COMPITO RICHIESTO 1 =
Rispondi a queste domande sull'intervista:
(a) Quanti anni dice di avere Rachele?
(b) Quale squadra è toccata a Forlì al primo turno dei play-off?
(c) Con chi vorrebbe partecipare ad alcune tappe del campionato italiano di beach volley?
COMPITO RICHIESTO 2 =
Ricopia dall'intervista il passo che comincia con "È stato più difficile centrare" e prosegue fino a "con la Nazionale?".
COMPITO RICHIESTO 3 =
Queste affermazioni concordano con l'intervista? Per ciascuna rispondi sì o no e cita le parole decisive.
(a) Nel girone di ritorno la squadra ha attraversato un tratto di 6 partite senza conquistare punti.
(b) Rachele considera definitivamente finito il suo rapporto con la Nazionale.
(c) Rachele dà un giudizio negativo sulla stagione.

Ritratto di Signora
Autore: Lega Volley Femminile
30 Dicembre 2004



 

 

 

“Non penso alla mia carta di identità – racconta Rachele – Penso a quanto devo ancora fare. È vero, ogni tanto a chi mi chiede l’età, mi viene da rispondere con un numero più basso di quello che in realtà è, ma non è voglia di togliersi gli anni: è la sensazione di dover ancora progredire moltissimo, di dover crescere come giocatrice. Fin da molto giovane mi hanno sempre detto che un palleggiatore matura pienamente più tardi rispetto ad altri ruoli. Ma adesso, a 24 anni, ci siamo, no? E io sento di dover muovere ancora molti passi, non soltanto tecnicamente, ma anche psicologicamente, sul piano della gestione della squadra e dei suoi momenti. La voglia ce l’ho, spero di averne le capacità”.

 

Intanto, la Rachele Sangiuliano di oggi ha tenuto la cabina di regia della Infotel Europa Systems Forlì fino alla conquista dei play-off. Valutazione della stagione?
“Positiva. Abbiamo raggiunto l’obiettivo della seconda fase, togliendoci anche qualche soddisfazione, soprattutto nella parte iniziale dell'annata quanto abbiamo anche approfittato di alcuni periodi di assestamento di altre formazioni, magari composte da giocatrici che tornavano dalle Olimpiadi. Poi, c’è mancata un po’ di continuità: penso ad esempio al passaggio del girone di ritorno con 6 partite senza un punto… Se qualcosa in più potevamo farlo, anche per guadagnare una miglior posizione di classifica in vista dei play-off, era in quel momento”.

 


 

È stato più difficile centrare i play-off oppure entrare nelle semifinali?
“Visto l’accoppiamento con Perugia che ci era  toccato al primo turno, potrei proprio dire superare i quarti. Ma è anche vero che i due fatti sono strettamente collegati: una miglior stagione regolare aiuta nei play-off consegnandoti una posizione di ingresso più favorevole”.

 

A che punto è il tuo rapporto con la Nazionale?
“Gli ultimi contatti risalgono all’anno scorso, quando mi è stato comunicato che non rientravo nelle 18 del gruppo. Se sento il rapporto come finito o interrotto? Se lo chiedi a me, ti rispondo soltanto interrotto, perché la Nazionale è sempre il sogno. Ma altri potrebbero dare risposte diverse. Comunque, attualmente non vivo la situazione come un dramma: certo, l’anno scorso è stato più difficile. Diciamo che, con l’estate libera, mi darò al beach volley”.

 

Al beach volley?
“Sì! Per divertimento soprattutto, ma anche perché stare fermi un’intera estate è impossibile e giocare sulla sabbia ti aiuta molto anche per la stagione indoor. Vorrei partecipare ad alcune tappe di campionato italiano con Michela Spazzoli, che è prima di tutto una mia grande amica e saprà sopportarmi quando sbaglierò qualcosa… E, giocando da libero, supplirà alle mie carenze difensive…”.

SEZIONE DATI =

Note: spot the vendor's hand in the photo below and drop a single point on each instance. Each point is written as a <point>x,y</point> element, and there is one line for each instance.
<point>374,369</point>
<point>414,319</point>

SOLUZIONE DELL'ESERCIZIO 1 =
(a) 24 anni.
(b) Perugia.
(c) Con Michela Spazzoli.

SOLUZIONE DELL'ESERCIZIO 2 =
È stato più difficile centrare i play-off oppure entrare nelle semifinali?
“Visto l’accoppiamento con Perugia che ci era  toccato al primo turno, potrei proprio dire superare i quarti. Ma è anche vero che i due fatti sono strettamente collegati: una miglior stagione regolare aiuta nei play-off consegnandoti una posizione di ingresso più favorevole”.

 

A che punto è il tuo rapporto con la Nazionale?

SOLUZIONE DELL'ESERCIZIO 3 =
(a) Sì: «penso ad esempio al passaggio del girone di ritorno con 6 partite senza un punto».
(b) No: «Se lo chiedi a me, ti rispondo soltanto interrotto, perché la Nazionale è sempre il sogno».
(c) No: «Positiva».